= WRITTEN TASK =
Reproduce the material below with every occurrence of "detect" switched to "locate" and all other text left unchanged. Omit the pictures from the answer.

= Collected data =

::::

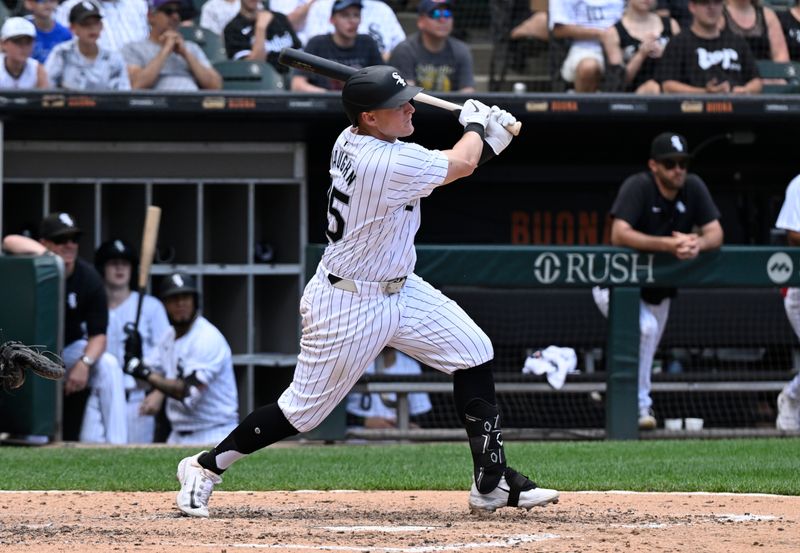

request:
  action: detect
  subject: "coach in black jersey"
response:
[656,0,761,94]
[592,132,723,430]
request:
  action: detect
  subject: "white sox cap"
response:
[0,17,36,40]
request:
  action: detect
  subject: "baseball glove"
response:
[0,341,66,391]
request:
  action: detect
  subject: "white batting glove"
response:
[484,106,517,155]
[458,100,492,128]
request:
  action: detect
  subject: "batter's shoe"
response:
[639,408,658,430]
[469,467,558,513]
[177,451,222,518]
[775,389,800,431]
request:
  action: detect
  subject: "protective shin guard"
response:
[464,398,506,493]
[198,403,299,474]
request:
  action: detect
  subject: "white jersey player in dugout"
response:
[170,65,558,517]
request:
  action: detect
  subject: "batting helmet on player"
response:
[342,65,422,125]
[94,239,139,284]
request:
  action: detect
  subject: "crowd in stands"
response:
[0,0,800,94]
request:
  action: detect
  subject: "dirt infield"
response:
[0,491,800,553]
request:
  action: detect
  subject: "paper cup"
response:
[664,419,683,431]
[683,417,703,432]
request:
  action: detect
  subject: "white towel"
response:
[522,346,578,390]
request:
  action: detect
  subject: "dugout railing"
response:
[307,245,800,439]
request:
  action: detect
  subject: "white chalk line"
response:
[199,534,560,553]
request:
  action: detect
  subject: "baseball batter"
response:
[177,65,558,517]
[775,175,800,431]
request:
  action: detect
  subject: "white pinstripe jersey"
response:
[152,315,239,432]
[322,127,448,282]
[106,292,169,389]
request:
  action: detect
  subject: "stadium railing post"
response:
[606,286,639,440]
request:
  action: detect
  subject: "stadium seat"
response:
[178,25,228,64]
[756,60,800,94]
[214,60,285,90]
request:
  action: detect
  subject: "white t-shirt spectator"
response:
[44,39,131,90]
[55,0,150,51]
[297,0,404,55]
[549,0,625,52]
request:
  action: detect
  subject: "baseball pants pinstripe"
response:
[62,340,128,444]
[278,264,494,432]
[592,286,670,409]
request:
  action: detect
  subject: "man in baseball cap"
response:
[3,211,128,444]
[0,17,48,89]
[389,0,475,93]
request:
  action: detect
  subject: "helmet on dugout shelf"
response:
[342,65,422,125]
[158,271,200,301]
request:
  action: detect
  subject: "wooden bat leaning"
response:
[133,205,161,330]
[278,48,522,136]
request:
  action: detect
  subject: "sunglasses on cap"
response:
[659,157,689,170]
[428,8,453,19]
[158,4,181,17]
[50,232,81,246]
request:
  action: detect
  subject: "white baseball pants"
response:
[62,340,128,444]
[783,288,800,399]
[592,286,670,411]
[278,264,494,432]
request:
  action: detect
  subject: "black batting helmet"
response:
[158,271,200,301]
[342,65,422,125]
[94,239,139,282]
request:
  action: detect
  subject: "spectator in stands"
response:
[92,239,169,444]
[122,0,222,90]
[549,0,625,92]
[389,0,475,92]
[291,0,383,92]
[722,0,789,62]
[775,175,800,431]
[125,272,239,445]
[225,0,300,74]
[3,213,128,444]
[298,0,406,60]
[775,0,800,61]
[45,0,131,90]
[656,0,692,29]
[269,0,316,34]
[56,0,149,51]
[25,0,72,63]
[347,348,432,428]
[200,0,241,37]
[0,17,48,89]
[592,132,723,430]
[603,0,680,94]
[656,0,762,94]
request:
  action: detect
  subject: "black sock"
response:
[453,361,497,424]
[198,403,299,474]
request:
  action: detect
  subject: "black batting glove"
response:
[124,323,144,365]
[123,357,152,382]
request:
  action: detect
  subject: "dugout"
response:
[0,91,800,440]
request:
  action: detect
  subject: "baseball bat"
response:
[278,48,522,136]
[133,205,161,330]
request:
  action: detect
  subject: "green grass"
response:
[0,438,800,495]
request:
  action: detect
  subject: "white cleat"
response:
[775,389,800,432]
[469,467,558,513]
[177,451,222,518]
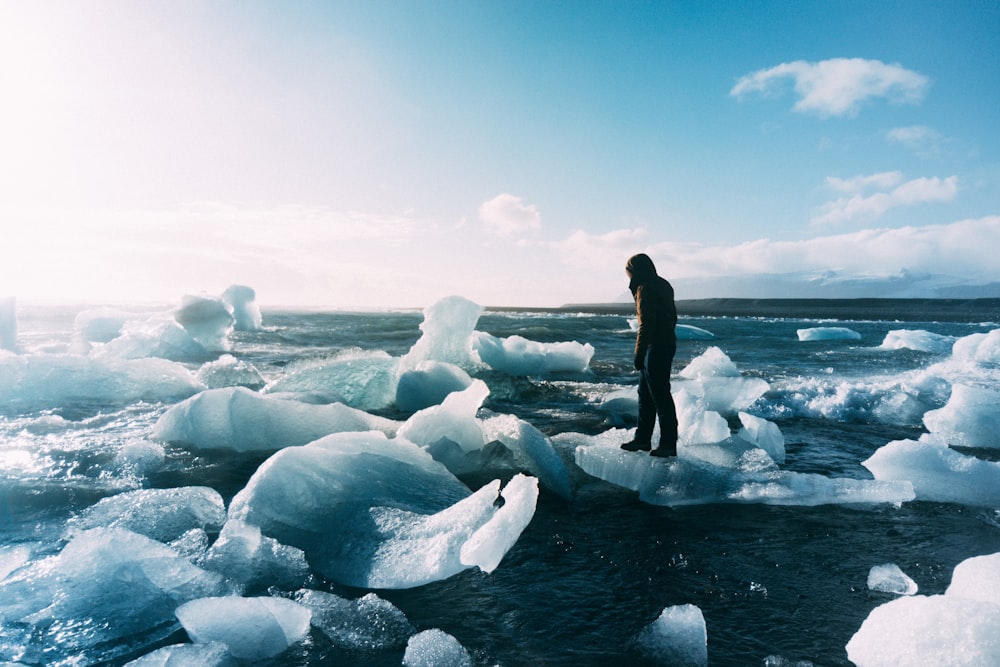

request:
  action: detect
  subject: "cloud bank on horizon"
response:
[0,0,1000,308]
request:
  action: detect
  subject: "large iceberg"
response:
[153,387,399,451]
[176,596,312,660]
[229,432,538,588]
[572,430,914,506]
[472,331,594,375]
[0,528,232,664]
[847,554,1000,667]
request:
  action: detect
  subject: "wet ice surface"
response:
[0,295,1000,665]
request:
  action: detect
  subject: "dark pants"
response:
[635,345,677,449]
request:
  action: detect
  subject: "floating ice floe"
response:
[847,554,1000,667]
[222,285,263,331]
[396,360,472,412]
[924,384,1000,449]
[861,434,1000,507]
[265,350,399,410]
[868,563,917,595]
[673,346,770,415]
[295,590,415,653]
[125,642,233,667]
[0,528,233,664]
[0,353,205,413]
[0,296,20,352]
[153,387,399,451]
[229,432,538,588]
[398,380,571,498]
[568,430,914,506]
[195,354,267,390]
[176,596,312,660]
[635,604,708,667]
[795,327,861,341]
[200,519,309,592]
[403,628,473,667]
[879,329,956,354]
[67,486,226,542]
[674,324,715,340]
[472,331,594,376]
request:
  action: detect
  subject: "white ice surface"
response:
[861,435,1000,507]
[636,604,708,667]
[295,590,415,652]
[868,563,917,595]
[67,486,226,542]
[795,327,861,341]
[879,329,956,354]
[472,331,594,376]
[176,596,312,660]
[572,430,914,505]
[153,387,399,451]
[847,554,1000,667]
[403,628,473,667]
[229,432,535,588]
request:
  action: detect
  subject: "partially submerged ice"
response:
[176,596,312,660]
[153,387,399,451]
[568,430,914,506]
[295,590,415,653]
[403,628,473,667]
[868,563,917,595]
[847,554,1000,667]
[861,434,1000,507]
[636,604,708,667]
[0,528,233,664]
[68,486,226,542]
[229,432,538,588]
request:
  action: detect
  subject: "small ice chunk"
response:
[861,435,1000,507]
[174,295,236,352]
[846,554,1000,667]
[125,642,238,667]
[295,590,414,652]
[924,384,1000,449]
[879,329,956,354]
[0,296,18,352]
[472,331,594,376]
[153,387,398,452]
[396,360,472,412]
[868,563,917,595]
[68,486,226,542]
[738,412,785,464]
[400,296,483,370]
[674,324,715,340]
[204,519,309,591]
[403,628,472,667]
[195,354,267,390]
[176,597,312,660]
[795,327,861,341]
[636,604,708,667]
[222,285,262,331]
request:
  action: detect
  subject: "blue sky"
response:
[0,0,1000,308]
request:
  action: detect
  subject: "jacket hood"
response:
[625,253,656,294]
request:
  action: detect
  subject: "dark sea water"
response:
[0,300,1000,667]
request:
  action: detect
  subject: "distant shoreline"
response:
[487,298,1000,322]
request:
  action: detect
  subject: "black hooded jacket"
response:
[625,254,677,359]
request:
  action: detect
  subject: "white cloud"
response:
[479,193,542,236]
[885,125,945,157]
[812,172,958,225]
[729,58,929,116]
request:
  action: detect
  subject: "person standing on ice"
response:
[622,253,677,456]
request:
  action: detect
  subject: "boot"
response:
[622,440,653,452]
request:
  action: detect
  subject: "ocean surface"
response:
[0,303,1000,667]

::::

= SOLUTION TO THE EXERCISE =
request:
  action: locate
  subject: "coach in black jersey"
response:
[656,0,761,94]
[592,132,723,430]
request:
  action: locate
  subject: "white sox cap"
response:
[0,17,36,40]
request:
  action: locate
  subject: "baseball glove"
response:
[0,341,66,391]
request:
  action: locate
  subject: "white batting glove"
response:
[484,106,517,155]
[458,100,492,128]
request:
  action: locate
  subject: "batter's shoe"
response:
[639,408,658,430]
[469,467,558,513]
[177,451,222,518]
[775,389,800,431]
request:
  action: locate
  subject: "protective shin guard"
response:
[464,398,506,493]
[198,403,299,474]
request:
  action: locate
  subject: "white jersey player in dugout"
response:
[170,65,558,517]
request:
  action: locate
  subject: "batting helmet on player"
response:
[342,65,422,125]
[94,239,139,284]
request:
  action: locate
  subject: "crowd in stands"
response:
[0,0,800,94]
request:
  action: locate
  subject: "dirt infield"
response:
[0,491,800,553]
request:
  action: locate
  subject: "paper cup"
response:
[664,419,683,431]
[683,417,703,432]
request:
  action: locate
  subject: "white towel"
response:
[522,346,578,390]
request:
  action: locate
  subject: "dugout railing"
response:
[307,245,800,439]
request:
  action: locate
  subject: "white chalk line"
response:
[199,534,560,553]
request:
  action: locate
  subject: "baseball batter"
response:
[177,65,558,517]
[775,175,800,431]
request:
  action: locate
  subject: "white pinstripe jersey"
response:
[152,315,239,432]
[322,127,448,282]
[106,292,169,389]
request:
  action: locate
  subject: "stadium railing post"
response:
[606,286,639,440]
request:
  action: locate
  subject: "stadium seat"
response:
[178,25,228,64]
[756,60,800,94]
[214,60,285,90]
request:
  action: locate
  subject: "white t-shirt spectator"
response:
[44,39,131,90]
[55,0,150,51]
[297,0,404,55]
[549,0,625,52]
request:
  action: locate
  subject: "baseball pants pinstripe"
response:
[62,340,128,444]
[278,264,494,432]
[592,286,670,409]
request:
  action: locate
  subject: "man in baseball cap"
response:
[3,211,128,444]
[0,17,48,89]
[389,0,475,93]
request:
  action: locate
  subject: "helmet on dugout shelf"
response:
[342,65,422,125]
[158,271,200,301]
request:
  action: locate
  subject: "wooden bat leaning"
response:
[133,205,161,330]
[278,48,522,136]
request:
  action: locate
  subject: "sunglasses on cap"
response:
[659,157,689,170]
[428,8,453,19]
[158,4,181,17]
[50,232,81,246]
request:
  action: locate
  subject: "white baseball pants"
response:
[62,340,128,444]
[783,288,800,399]
[592,286,670,411]
[278,264,494,432]
request:
  action: locate
  subject: "black batting helmet"
response:
[158,271,200,301]
[342,65,422,125]
[94,239,139,282]
request:
  action: locate
  subject: "spectator in stands"
response:
[92,239,169,444]
[122,0,222,90]
[549,0,625,92]
[389,0,475,92]
[291,0,383,92]
[722,0,789,62]
[775,175,800,431]
[125,272,239,445]
[225,0,300,74]
[3,213,128,444]
[298,0,406,60]
[775,0,800,61]
[45,0,131,90]
[656,0,692,29]
[269,0,316,34]
[56,0,149,51]
[25,0,72,63]
[347,348,432,428]
[200,0,241,37]
[0,17,48,89]
[592,132,723,430]
[603,0,680,94]
[656,0,762,94]
request:
  action: locate
  subject: "black sock"
response:
[453,361,497,424]
[198,403,299,474]
request:
  action: locate
  subject: "black batting glove"
response:
[124,323,144,365]
[123,357,152,382]
request:
  action: locate
  subject: "dugout"
response:
[0,91,800,440]
request:
  action: locate
  subject: "baseball bat"
response:
[278,48,522,136]
[133,205,161,330]
request:
  action: locate
  subject: "green grass"
response:
[0,438,800,495]
request:
  action: locate
  subject: "white cleat"
response:
[775,389,800,432]
[469,467,558,513]
[177,451,222,518]

request:
  action: locate
  subject: "cloud bank on horizon"
response:
[0,0,1000,308]
request:
  action: locate
  subject: "large iceberg"
response:
[153,387,399,451]
[176,596,312,660]
[229,432,538,588]
[572,430,914,506]
[472,331,594,375]
[0,528,232,664]
[847,554,1000,667]
request:
  action: locate
  subject: "wet ice surface"
response:
[0,295,1000,665]
request:
  action: locate
  subject: "dark pants"
response:
[635,345,677,449]
request:
  action: locate
  subject: "floating ice floe"
response:
[847,554,1000,667]
[222,285,263,331]
[396,360,472,412]
[924,384,1000,449]
[861,434,1000,507]
[265,350,399,410]
[868,563,917,595]
[673,346,770,415]
[295,590,415,653]
[125,642,233,667]
[0,528,233,664]
[0,353,205,413]
[0,296,20,352]
[153,387,399,451]
[229,432,538,588]
[398,380,571,498]
[568,430,914,506]
[195,354,267,390]
[176,596,312,660]
[635,604,708,667]
[795,327,861,341]
[200,519,309,592]
[403,628,473,667]
[879,329,956,354]
[67,486,226,542]
[674,324,715,340]
[472,331,594,376]
request:
  action: locate
  subject: "white ice surface"
response:
[861,435,1000,507]
[636,604,708,667]
[295,590,415,652]
[868,563,917,595]
[67,486,226,542]
[795,327,861,341]
[879,329,956,354]
[472,331,594,376]
[176,596,312,660]
[572,430,914,505]
[153,387,399,451]
[847,554,1000,667]
[403,628,473,667]
[229,432,535,588]
request:
  action: locate
  subject: "partially submerged ice"
response:
[176,596,312,660]
[153,387,399,451]
[568,430,914,506]
[295,590,415,653]
[403,628,473,667]
[868,563,917,595]
[847,554,1000,667]
[861,434,1000,507]
[636,604,708,667]
[0,528,233,664]
[68,486,226,542]
[229,432,538,588]
request:
  action: locate
  subject: "small ice chunk"
response:
[861,435,1000,507]
[174,295,236,352]
[846,554,1000,667]
[125,642,238,667]
[295,590,414,652]
[924,384,1000,449]
[879,329,956,354]
[0,296,18,352]
[472,331,594,376]
[153,387,398,452]
[396,360,472,412]
[868,563,917,595]
[68,486,226,542]
[738,412,785,464]
[400,296,483,370]
[674,324,715,340]
[204,519,309,591]
[403,628,472,667]
[195,354,267,390]
[176,597,312,660]
[795,327,861,341]
[636,604,708,667]
[222,285,262,331]
request:
  action: locate
  subject: "blue sky"
response:
[0,0,1000,308]
request:
  action: locate
  subject: "jacket hood"
response:
[625,253,656,294]
request:
  action: locate
  subject: "dark sea water"
response:
[0,300,1000,667]
request:
  action: locate
  subject: "distant shoreline"
response:
[487,298,1000,322]
request:
  action: locate
  subject: "black hooded jacket"
response:
[625,254,677,359]
request:
  action: locate
  subject: "white cloud"
response:
[479,193,542,236]
[885,125,945,157]
[812,172,958,225]
[729,58,929,116]
request:
  action: locate
  subject: "person standing on ice"
response:
[622,253,677,456]
request:
  action: locate
  subject: "boot"
response:
[622,440,653,452]
request:
  action: locate
  subject: "ocean surface"
response:
[0,303,1000,667]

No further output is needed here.